> _EXERCISE_: Print exactly the lines from the line with "Can you see the sloping" to the last line of the data, please, both included.

━━━━━ DATA TO PROCESS ━━━━━

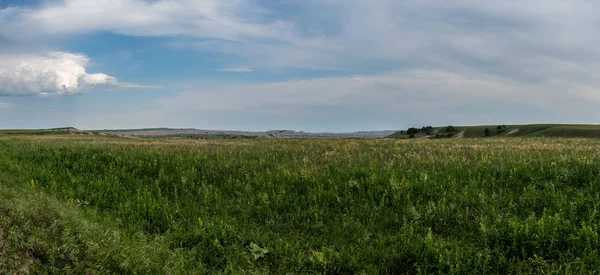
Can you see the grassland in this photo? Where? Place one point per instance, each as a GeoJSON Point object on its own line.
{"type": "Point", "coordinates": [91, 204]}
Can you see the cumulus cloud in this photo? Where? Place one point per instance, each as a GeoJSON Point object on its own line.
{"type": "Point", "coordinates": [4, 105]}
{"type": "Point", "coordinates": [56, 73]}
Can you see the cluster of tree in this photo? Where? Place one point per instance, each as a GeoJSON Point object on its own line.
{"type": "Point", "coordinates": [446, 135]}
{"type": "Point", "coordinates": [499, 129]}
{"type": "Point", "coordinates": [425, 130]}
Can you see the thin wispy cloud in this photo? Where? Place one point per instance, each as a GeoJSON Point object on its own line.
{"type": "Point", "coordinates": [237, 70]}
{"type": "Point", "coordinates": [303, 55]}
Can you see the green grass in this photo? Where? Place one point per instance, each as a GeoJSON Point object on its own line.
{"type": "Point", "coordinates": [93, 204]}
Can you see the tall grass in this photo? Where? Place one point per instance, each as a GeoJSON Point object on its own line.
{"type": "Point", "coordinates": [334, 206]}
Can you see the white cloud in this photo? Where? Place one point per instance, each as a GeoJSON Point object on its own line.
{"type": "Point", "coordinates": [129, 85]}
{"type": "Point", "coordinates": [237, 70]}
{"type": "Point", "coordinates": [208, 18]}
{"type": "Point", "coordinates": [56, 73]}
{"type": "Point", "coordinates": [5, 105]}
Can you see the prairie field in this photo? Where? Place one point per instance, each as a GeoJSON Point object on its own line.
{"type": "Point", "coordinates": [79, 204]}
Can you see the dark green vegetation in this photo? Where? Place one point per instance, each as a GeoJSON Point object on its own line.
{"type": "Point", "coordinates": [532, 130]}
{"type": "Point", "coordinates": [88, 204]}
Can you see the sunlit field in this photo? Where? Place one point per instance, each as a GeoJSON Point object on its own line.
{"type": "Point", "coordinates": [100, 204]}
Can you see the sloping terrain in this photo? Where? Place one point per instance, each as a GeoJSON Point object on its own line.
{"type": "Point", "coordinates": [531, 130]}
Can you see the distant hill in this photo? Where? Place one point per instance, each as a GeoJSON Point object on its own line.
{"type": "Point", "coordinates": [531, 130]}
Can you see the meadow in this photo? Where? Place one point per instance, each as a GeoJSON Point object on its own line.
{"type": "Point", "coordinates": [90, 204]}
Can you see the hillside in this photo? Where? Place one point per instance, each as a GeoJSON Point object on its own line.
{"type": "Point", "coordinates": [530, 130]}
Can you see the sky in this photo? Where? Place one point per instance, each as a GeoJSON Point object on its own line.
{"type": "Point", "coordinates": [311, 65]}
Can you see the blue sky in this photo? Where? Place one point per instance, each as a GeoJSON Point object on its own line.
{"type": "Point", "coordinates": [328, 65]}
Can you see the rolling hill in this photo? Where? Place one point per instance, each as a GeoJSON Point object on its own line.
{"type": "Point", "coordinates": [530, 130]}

━━━━━

> _COMPLETED TASK_:
Can you see the sloping terrain in this photo? Where? Place one point per instance, each as a GeoJSON Point object on its own line.
{"type": "Point", "coordinates": [531, 130]}
Can you see the distant hill in this photo? Where? Place one point per instance, each as a GeoJSON Point object on its own line.
{"type": "Point", "coordinates": [531, 130]}
Can you see the meadow in this photo? Where? Place one point per instance, each as a GeoJSON Point object on its own line.
{"type": "Point", "coordinates": [90, 204]}
Can you see the hillside in this photo? Where? Place one point per instance, each as a GeoJSON Point object on its own line.
{"type": "Point", "coordinates": [530, 130]}
Can you see the sky in this photo? Where? Place one point per instance, each as a GeoJSON Point object on its own line.
{"type": "Point", "coordinates": [311, 65]}
Can you see the blue sky in this photo? Where? Place one point per instance, each as a GeoJSON Point object on its own line.
{"type": "Point", "coordinates": [328, 65]}
Can you see the rolling hill in this photo? Where? Place one point per instance, each as a GeoJSON Point object on its own line.
{"type": "Point", "coordinates": [530, 130]}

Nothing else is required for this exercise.